[Records from a point labeling set]
# # # # #
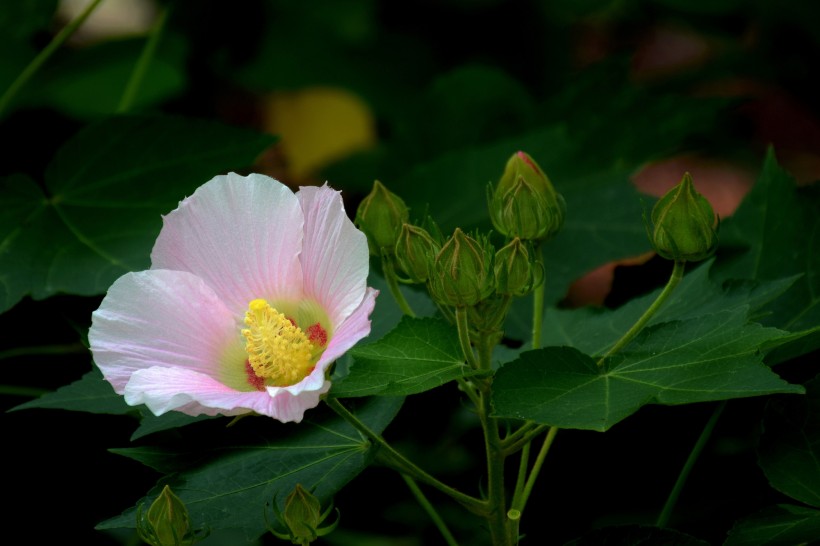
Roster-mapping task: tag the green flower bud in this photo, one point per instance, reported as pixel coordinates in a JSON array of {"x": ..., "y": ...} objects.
[
  {"x": 380, "y": 216},
  {"x": 303, "y": 516},
  {"x": 166, "y": 523},
  {"x": 515, "y": 273},
  {"x": 416, "y": 252},
  {"x": 463, "y": 273},
  {"x": 684, "y": 224},
  {"x": 525, "y": 204}
]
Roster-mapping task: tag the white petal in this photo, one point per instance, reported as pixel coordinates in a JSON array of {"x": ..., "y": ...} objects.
[
  {"x": 166, "y": 389},
  {"x": 160, "y": 318},
  {"x": 242, "y": 235},
  {"x": 335, "y": 258},
  {"x": 354, "y": 328}
]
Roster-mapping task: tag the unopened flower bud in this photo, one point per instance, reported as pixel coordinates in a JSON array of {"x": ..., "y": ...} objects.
[
  {"x": 303, "y": 517},
  {"x": 416, "y": 252},
  {"x": 380, "y": 216},
  {"x": 524, "y": 204},
  {"x": 303, "y": 514},
  {"x": 515, "y": 273},
  {"x": 463, "y": 273},
  {"x": 684, "y": 224},
  {"x": 166, "y": 523}
]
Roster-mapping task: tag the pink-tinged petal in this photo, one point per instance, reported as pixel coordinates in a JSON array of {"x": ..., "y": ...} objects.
[
  {"x": 160, "y": 318},
  {"x": 242, "y": 235},
  {"x": 335, "y": 258},
  {"x": 354, "y": 328},
  {"x": 193, "y": 393}
]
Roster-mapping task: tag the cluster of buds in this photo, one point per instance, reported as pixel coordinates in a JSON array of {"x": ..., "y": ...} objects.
[
  {"x": 684, "y": 226},
  {"x": 303, "y": 518},
  {"x": 166, "y": 523},
  {"x": 465, "y": 270}
]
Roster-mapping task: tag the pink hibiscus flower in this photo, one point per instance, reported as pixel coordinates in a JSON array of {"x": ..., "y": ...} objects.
[{"x": 253, "y": 292}]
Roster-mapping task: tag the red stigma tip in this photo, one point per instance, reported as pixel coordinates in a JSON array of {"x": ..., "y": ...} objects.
[
  {"x": 317, "y": 335},
  {"x": 256, "y": 382}
]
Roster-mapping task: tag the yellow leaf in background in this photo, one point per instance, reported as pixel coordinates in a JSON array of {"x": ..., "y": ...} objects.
[{"x": 317, "y": 126}]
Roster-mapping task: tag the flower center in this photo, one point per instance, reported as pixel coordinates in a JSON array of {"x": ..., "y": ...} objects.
[{"x": 279, "y": 352}]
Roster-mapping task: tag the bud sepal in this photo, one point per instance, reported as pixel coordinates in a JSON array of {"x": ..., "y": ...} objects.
[
  {"x": 463, "y": 271},
  {"x": 380, "y": 216},
  {"x": 525, "y": 204},
  {"x": 166, "y": 523},
  {"x": 684, "y": 225},
  {"x": 303, "y": 517}
]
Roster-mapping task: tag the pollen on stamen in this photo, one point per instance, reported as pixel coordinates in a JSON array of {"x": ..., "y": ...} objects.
[{"x": 278, "y": 351}]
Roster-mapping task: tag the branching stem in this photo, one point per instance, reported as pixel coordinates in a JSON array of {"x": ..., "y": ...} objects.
[{"x": 674, "y": 279}]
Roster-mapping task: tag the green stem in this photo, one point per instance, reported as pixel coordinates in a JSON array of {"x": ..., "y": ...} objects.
[
  {"x": 496, "y": 494},
  {"x": 497, "y": 516},
  {"x": 514, "y": 443},
  {"x": 536, "y": 467},
  {"x": 398, "y": 462},
  {"x": 44, "y": 55},
  {"x": 393, "y": 284},
  {"x": 674, "y": 279},
  {"x": 464, "y": 337},
  {"x": 522, "y": 495},
  {"x": 430, "y": 509},
  {"x": 538, "y": 301},
  {"x": 138, "y": 74},
  {"x": 523, "y": 466},
  {"x": 672, "y": 499}
]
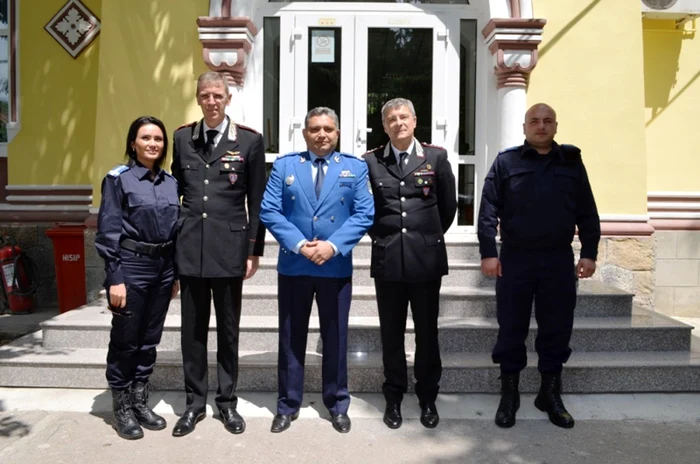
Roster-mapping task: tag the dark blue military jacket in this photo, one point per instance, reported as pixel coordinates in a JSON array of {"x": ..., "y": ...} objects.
[
  {"x": 539, "y": 200},
  {"x": 134, "y": 206}
]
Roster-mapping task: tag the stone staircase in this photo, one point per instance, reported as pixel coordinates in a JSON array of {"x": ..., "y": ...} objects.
[{"x": 617, "y": 347}]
# # # # #
● **AIM**: Beginning with the line that contains "Roster-mapping task: tag the dark", quote each line exactly through the last line of the entries above, and nothing beyond them.

● **ANSWER TO THIS TASK**:
Roster-mapping task: tag the dark blue military jacket in this photo, one point per instance, reported as pixel coordinates in a JSON array of {"x": ..., "y": ...} objects.
[
  {"x": 539, "y": 200},
  {"x": 134, "y": 206}
]
Roster-mapping task: tag the stone staircase in this photo, one point per instance, reported as pixel coordinates in a JSON array of {"x": ..., "y": ...} objects.
[{"x": 617, "y": 347}]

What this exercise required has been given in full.